How many lines of the material below contain the string "gold", with case counting? Reply with the number alone.

-- Start RECORDS TO PROCESS --

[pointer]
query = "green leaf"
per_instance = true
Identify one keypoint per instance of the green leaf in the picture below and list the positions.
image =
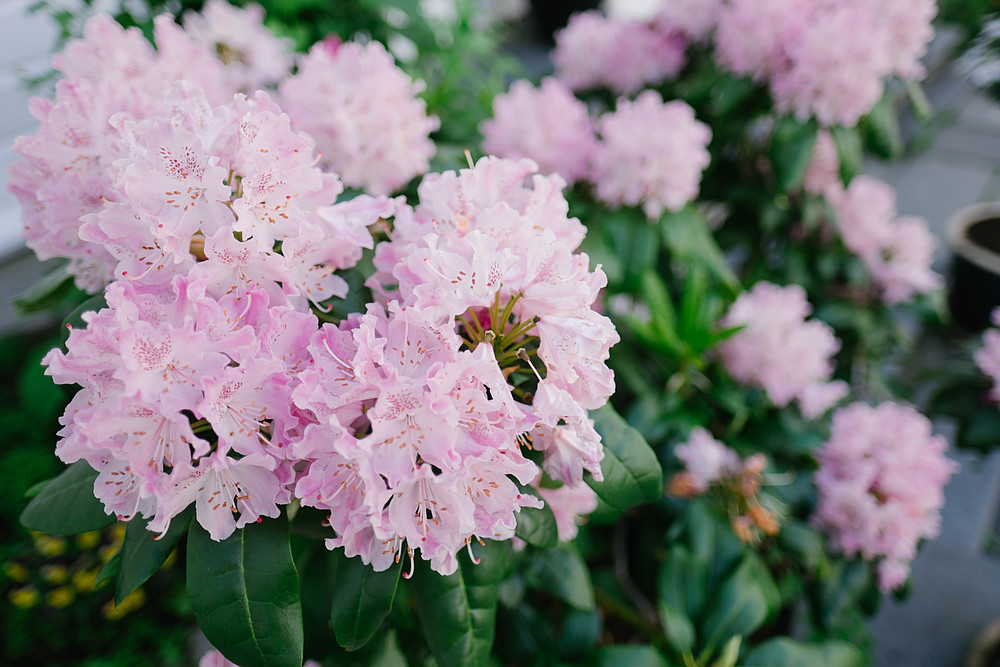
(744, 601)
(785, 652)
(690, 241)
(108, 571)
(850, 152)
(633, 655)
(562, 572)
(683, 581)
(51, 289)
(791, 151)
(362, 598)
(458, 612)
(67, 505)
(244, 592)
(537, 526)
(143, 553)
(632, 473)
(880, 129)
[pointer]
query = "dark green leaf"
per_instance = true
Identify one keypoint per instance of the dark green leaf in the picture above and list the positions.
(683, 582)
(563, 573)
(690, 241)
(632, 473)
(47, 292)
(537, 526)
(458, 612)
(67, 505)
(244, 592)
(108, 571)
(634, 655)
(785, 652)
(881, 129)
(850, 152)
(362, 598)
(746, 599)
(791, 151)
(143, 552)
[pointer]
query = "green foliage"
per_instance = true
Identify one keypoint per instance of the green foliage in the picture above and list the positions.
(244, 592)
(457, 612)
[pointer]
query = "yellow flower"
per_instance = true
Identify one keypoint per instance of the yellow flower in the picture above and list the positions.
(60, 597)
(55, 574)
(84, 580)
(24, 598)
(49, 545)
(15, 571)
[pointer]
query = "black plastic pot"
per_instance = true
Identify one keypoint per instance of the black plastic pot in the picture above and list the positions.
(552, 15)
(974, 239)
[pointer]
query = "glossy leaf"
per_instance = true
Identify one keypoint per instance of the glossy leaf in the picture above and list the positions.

-- End RECORDS TO PROCESS --
-- Start RECORDS TO PROCESS --

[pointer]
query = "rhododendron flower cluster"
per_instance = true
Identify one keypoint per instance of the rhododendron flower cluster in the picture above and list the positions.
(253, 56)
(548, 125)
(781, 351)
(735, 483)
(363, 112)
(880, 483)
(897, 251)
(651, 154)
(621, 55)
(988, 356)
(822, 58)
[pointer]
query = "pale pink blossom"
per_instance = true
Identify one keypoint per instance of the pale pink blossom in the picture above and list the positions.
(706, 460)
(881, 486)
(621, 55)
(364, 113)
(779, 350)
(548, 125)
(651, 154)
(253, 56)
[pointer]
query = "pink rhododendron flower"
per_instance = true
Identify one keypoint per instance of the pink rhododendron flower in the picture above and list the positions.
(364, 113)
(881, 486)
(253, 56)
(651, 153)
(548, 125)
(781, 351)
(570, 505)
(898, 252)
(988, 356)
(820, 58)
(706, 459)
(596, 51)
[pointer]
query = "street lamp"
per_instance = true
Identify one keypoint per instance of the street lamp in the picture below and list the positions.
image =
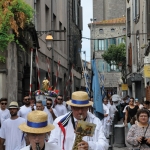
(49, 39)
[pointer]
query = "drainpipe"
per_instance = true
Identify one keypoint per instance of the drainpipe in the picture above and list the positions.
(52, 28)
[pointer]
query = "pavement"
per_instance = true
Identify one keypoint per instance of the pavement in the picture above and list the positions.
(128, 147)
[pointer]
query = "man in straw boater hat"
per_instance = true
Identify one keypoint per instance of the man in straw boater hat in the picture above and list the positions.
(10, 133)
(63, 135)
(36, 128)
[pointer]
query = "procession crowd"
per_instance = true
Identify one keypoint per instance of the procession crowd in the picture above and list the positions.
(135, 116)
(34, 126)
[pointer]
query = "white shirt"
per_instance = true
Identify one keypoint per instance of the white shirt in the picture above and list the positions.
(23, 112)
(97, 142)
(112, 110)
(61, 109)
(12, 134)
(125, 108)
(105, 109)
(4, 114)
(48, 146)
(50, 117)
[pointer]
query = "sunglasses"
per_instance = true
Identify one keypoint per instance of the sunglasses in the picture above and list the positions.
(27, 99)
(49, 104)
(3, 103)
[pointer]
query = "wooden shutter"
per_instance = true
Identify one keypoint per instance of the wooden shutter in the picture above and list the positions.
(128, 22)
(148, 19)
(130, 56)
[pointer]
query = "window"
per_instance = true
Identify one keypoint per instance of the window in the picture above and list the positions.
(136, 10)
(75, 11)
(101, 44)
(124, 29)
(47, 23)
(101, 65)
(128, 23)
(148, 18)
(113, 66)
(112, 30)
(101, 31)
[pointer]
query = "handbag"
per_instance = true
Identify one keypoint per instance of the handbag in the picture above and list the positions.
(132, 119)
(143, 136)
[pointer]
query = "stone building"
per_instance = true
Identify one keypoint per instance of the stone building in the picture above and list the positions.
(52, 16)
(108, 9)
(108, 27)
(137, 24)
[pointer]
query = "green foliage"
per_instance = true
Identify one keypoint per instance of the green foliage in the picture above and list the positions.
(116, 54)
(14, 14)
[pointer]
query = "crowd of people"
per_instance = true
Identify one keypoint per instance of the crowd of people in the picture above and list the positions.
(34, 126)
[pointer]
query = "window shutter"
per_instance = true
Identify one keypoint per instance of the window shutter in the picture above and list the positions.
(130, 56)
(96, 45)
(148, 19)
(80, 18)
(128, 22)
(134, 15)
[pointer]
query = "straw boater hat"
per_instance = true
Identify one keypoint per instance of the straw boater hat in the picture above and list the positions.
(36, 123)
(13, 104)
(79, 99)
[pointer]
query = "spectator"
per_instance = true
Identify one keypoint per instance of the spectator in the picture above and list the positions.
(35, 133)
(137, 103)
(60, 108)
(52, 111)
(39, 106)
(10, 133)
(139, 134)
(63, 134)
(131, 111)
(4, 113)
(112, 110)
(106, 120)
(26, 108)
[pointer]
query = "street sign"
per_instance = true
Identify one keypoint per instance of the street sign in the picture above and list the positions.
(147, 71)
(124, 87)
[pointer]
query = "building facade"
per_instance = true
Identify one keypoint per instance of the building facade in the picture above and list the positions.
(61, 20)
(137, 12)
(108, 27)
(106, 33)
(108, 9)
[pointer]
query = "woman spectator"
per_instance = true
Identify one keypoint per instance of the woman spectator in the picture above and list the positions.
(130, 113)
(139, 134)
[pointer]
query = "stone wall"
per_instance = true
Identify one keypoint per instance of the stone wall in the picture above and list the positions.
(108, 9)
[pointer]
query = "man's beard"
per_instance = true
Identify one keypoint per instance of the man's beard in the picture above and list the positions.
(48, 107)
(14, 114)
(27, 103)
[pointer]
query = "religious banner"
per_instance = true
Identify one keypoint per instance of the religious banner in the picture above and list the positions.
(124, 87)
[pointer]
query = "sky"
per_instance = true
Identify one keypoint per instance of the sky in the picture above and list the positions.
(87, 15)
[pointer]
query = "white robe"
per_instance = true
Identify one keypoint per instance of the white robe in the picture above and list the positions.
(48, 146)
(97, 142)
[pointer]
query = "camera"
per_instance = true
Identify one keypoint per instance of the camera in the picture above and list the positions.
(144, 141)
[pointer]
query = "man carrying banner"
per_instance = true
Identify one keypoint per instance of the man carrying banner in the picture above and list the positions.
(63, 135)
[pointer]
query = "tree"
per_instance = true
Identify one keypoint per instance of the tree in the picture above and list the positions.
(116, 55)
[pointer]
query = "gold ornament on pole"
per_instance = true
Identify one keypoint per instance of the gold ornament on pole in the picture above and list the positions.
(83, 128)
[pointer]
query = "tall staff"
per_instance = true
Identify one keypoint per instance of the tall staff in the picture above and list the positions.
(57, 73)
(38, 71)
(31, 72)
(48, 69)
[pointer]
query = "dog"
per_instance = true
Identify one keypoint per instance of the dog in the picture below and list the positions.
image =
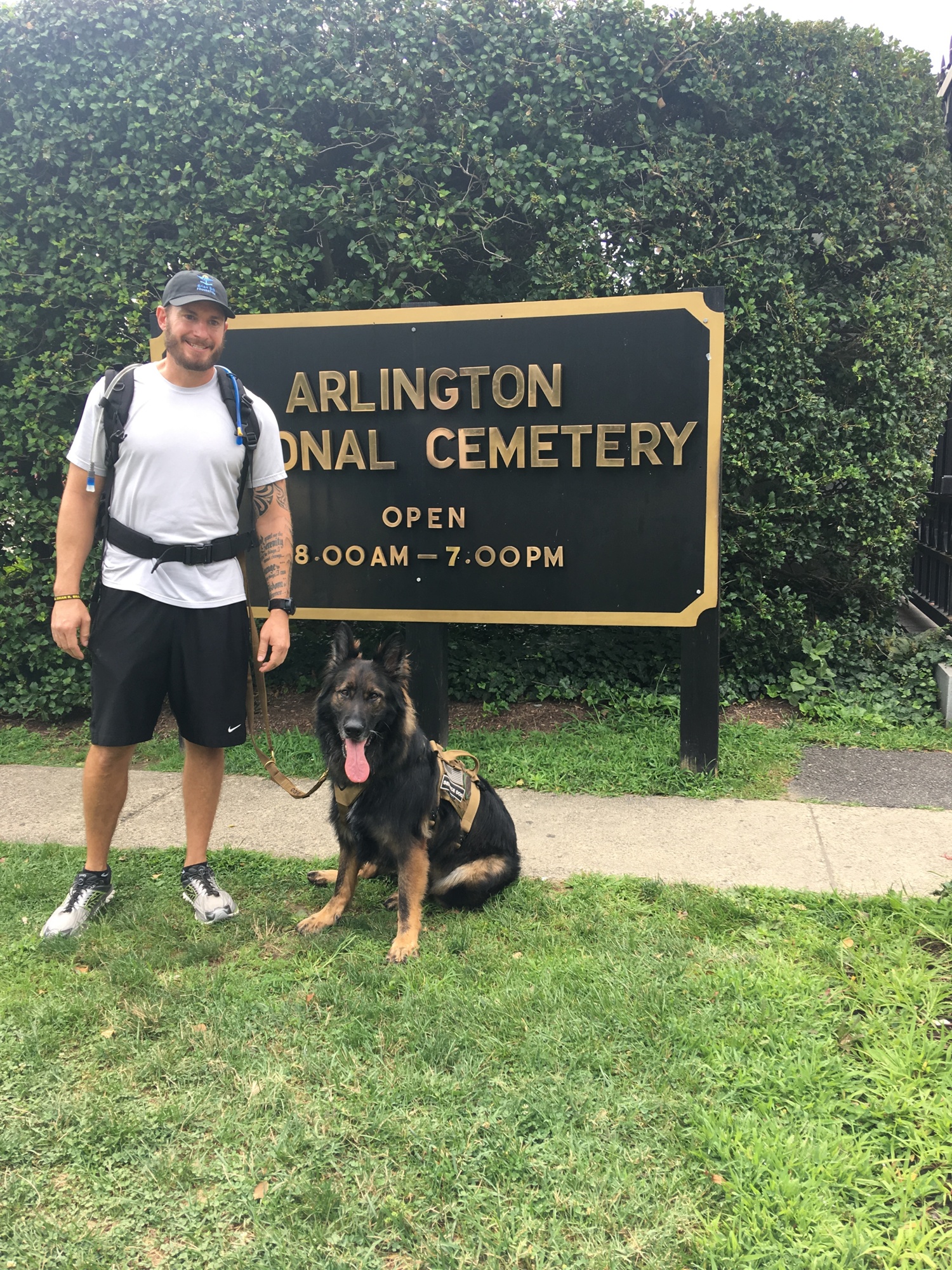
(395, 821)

-- End RECORDS TO PROCESS --

ANSWER TO THIS EXERCISE - 2